start DATASET RECORDS

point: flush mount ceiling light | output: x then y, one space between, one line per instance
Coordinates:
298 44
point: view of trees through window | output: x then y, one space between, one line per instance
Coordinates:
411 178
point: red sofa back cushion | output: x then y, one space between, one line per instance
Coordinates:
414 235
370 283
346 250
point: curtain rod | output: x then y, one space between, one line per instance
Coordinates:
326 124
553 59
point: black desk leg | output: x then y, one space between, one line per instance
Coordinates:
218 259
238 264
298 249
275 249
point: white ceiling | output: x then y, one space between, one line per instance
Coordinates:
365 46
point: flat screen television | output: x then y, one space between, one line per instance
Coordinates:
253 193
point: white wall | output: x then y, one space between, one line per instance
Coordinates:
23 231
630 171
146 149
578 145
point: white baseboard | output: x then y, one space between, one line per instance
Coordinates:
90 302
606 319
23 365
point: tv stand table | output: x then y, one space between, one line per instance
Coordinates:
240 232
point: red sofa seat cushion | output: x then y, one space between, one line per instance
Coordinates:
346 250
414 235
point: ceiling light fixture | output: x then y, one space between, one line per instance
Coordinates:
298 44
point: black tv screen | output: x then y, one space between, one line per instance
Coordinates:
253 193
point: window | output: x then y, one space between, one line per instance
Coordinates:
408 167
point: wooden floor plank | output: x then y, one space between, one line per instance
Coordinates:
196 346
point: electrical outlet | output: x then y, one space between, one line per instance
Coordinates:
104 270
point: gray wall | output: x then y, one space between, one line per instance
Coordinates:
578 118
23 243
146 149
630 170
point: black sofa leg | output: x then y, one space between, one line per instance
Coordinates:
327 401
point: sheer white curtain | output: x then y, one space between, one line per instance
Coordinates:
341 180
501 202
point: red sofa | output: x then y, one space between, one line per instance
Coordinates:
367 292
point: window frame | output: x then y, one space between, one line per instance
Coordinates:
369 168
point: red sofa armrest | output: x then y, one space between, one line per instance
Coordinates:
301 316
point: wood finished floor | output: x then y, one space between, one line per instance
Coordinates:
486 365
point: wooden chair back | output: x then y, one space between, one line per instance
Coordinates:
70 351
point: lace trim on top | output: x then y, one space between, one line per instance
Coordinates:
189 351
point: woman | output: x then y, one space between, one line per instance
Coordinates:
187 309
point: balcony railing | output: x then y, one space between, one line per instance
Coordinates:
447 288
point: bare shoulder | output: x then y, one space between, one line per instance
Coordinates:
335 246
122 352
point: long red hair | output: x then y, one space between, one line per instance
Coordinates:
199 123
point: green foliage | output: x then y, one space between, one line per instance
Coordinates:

end DATASET RECORDS

* _WHAT IS BEING ASKED_: Reproduce every item above, line for line and without any change.

* _RIGHT ANSWER_:
point: flush mount ceiling light | output: x then y, one space between, one line per instance
Coordinates:
298 44
point: view of trees through window | output: x then y, one space between, one line per instance
Coordinates:
411 178
point: red sofa back cushion | output: x then y, one space between, one line per instance
Coordinates:
414 235
370 283
346 250
point: curtain rod | output: x then y, one space between, one line per instance
Coordinates:
326 124
553 59
point: black desk leg | output: x then y, one space between, one line per instance
Coordinates:
218 259
238 264
298 249
275 249
point: white ceiling | output: x then y, one space between, one line per instance
Coordinates:
365 46
point: flat screen television | output: x then y, one space between, one line per instance
Coordinates:
253 193
point: white wall | output: x then y, one space between, one line per instance
Coordinates:
23 231
630 171
146 149
578 145
point: white baseboard | output: x then y, one space between, one line per instance
Coordinates:
90 302
606 319
23 365
point: tv stand table | output: x then y, one space between, one line per instance
Coordinates:
240 232
point: red sofa seat cushion | output: x then y, one space between, one line per instance
Coordinates:
346 250
414 235
point: ceiling light fixture | output: x then y, one space between, one line per instance
Coordinates:
298 44
point: black tv screen | output: x then y, one space between, one line per instance
Coordinates:
253 193
point: window | output: x then y, one space between, one line per instance
Coordinates:
408 167
point: wooden floor plank | output: x then y, one space between, one line per instance
Coordinates:
196 346
point: electrical outlet | output: x then y, one space between, one line per instance
Coordinates:
104 270
point: gray wall | output: x then y, one space between, one line per instance
Coordinates:
578 118
23 243
146 149
630 170
point: black sofa leg | output: x then y, one space between, one line per instance
Coordinates:
327 401
point: sheer white curtain | output: x then y, one space between, one line per instance
Coordinates:
341 180
501 202
point: red sofa | output: x then y, one space between, one line per instance
Coordinates:
367 292
point: window frame | output: x then y, one space between, one line per instance
Coordinates:
369 168
point: red sofa armrest | output: x then y, one space between, one line per instance
Coordinates:
301 316
point: wood finished floor | output: x then y, one space between, one line per instance
Coordinates:
486 365
point: wooden chair back | output: x then y, one space between, one line per instance
Coordinates:
70 351
point: lace trim on top | output: x then y, one space between, one line per instance
Coordinates:
189 351
point: woman | output: x then y, one space between, one line per instance
Coordinates:
187 309
point: balcony railing | output: x then y, one space between, one line per instance
Coordinates:
447 288
point: bare shoulder | output: x then y, one space between, one line per instance
Coordinates:
335 246
122 352
point: long red hair | output: x then y, one space between, one line per instance
Coordinates:
199 123
point: green foliage | output: x then y, one space between, one line per instance
Coordinates:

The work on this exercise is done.